▸ Text segment
Picking Extremes in Extraordinary Times

A bit more than a few decades back, I read my first book on technical analysis. Over the years I have researched, tested and thrown out many disciplines. However, I always kept a notebook that became a compilation of the best parts of each technical tool and indicator. By doing so I developed my own personal approach using market-generated information (technicals) and fundamentals (forces of supply and demand). A consistent approach or personal checklist allows a trader to react and adjust almost instinctively when volatility and pressure are at excessive levels, as they have been since Covid-19 took hold of the planet. 

Over the past few weeks, I have been contacted by some friends and traders who I have not heard from for many months and even years in some cases. Most were looking for guidance while others just wanted to talk. The most popular questions they asked were: Where are support levels for equity indexes? When is it safe to reenter or go long stocks? Where should I put my money or what are the safe havens?

Let’s start with the latter. The only real haven during the past month has been in the fixed income market, particularly U.S. treasuries month or ETFs like IEI, IEF and TLT. Gold tends to rise when there is chaos and conflict, but even this haven fell sharply as many investors sold coins or bars to raise capital, cover margin calls and possibly to hoard toilet tissue.

The question I could not answer is, when will this volatility subside? The extent of the virus is still unknown, so the VIX (so-called fear index) is apt to remain at high levels until Americans receive a piece of the $2 trillion aid package. As for trading or bottom and top picking, I refer to my notebook that has helped me navigate extreme environments throughout the years.

This is the message I relayed to my friends who were curious where support areas are likely to take shape. Markets often reverse or bounce in this case, when an old high concentration zone is retested. It so happens moving averages tend to flatline in such areas as well. The weekly DIA (Dow Jones 30 ETF) graph below illustrates this phenomenon. The sharp decline halted when DIA retested the holding pattern of 2015 and 2016. Also, note that the 50-week MA went horizontal for almost a year. This method of defining support/resistance areas works well for long- and short-term trading strategies.

▸ Input data
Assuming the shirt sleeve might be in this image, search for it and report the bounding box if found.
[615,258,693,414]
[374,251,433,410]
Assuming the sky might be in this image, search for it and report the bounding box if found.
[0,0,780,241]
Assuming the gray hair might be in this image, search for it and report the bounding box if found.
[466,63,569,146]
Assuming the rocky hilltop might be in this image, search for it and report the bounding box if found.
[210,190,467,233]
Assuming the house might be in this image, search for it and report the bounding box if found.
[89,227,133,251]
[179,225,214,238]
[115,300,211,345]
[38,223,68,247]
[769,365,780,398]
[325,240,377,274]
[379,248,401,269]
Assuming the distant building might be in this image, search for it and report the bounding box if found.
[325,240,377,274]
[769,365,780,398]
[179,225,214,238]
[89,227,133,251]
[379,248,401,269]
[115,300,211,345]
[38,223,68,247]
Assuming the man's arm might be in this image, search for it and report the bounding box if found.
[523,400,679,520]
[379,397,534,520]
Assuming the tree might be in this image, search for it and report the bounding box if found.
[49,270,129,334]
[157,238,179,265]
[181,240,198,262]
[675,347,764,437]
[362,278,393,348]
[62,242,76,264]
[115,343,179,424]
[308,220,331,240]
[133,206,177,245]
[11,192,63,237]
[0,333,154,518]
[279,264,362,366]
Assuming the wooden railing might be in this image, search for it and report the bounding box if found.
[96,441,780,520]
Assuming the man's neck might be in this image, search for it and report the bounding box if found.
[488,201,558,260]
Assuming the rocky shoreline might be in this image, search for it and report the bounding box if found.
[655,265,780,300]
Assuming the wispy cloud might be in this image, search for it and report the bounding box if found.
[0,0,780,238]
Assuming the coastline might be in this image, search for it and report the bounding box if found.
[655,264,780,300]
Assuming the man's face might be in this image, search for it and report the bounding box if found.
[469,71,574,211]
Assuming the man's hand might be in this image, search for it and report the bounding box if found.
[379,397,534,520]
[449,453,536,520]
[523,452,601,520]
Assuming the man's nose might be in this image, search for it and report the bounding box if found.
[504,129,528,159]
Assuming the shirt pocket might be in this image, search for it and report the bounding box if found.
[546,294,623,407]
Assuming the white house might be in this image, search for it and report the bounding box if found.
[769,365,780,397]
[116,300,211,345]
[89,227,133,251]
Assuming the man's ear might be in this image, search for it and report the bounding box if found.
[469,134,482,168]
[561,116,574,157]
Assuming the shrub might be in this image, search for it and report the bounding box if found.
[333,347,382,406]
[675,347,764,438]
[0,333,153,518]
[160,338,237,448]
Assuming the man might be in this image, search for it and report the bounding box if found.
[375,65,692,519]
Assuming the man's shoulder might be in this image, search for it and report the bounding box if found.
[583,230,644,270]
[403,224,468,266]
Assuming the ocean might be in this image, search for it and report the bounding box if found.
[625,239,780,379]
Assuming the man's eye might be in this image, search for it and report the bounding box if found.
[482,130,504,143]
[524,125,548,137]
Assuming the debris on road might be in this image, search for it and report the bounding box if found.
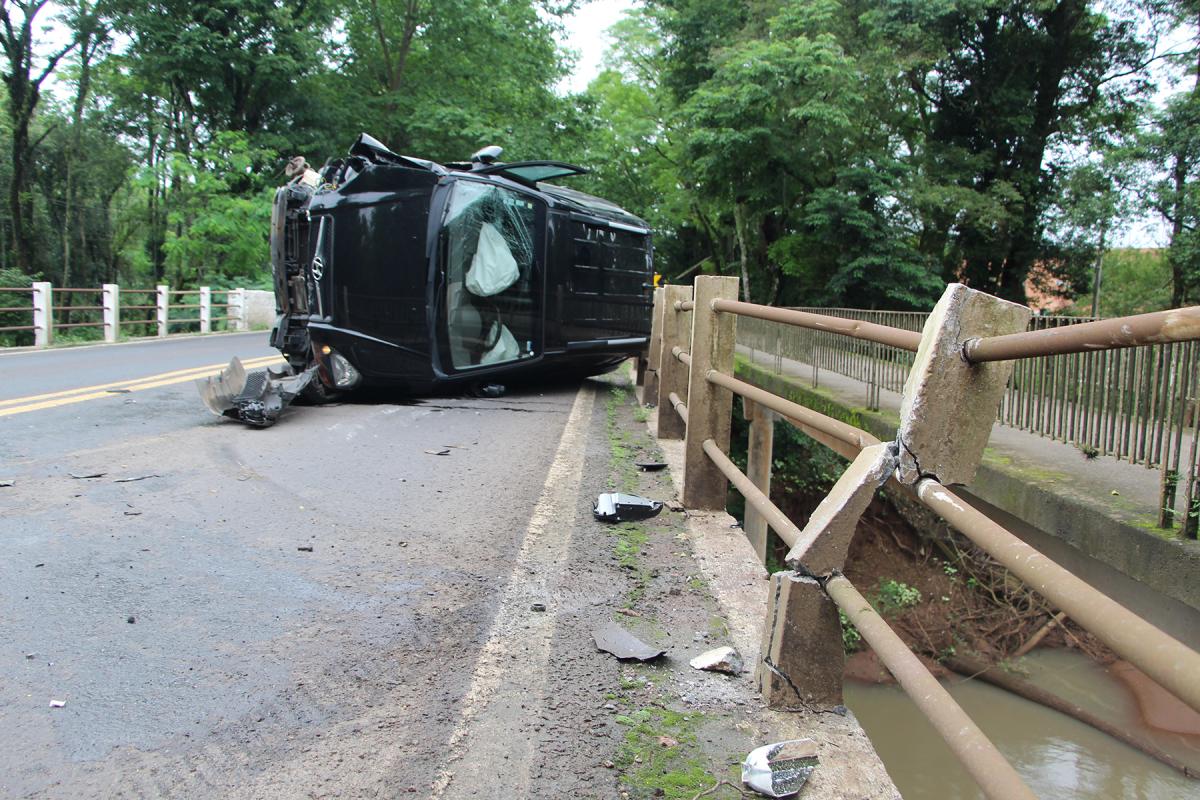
[592,622,666,661]
[742,739,817,798]
[196,357,319,428]
[592,492,662,522]
[470,384,509,397]
[688,646,744,675]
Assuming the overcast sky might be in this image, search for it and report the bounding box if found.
[558,0,634,95]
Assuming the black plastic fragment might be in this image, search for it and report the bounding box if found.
[592,492,662,522]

▸ Task item
Reproduce the passage of the article on picking market extremes from "Over the past" up to and including "the safe havens?".

▸ Task solution
Over the past few weeks, I have been contacted by some friends and traders who I have not heard from for many months and even years in some cases. Most were looking for guidance while others just wanted to talk. The most popular questions they asked were: Where are support levels for equity indexes? When is it safe to reenter or go long stocks? Where should I put my money or what are the safe havens?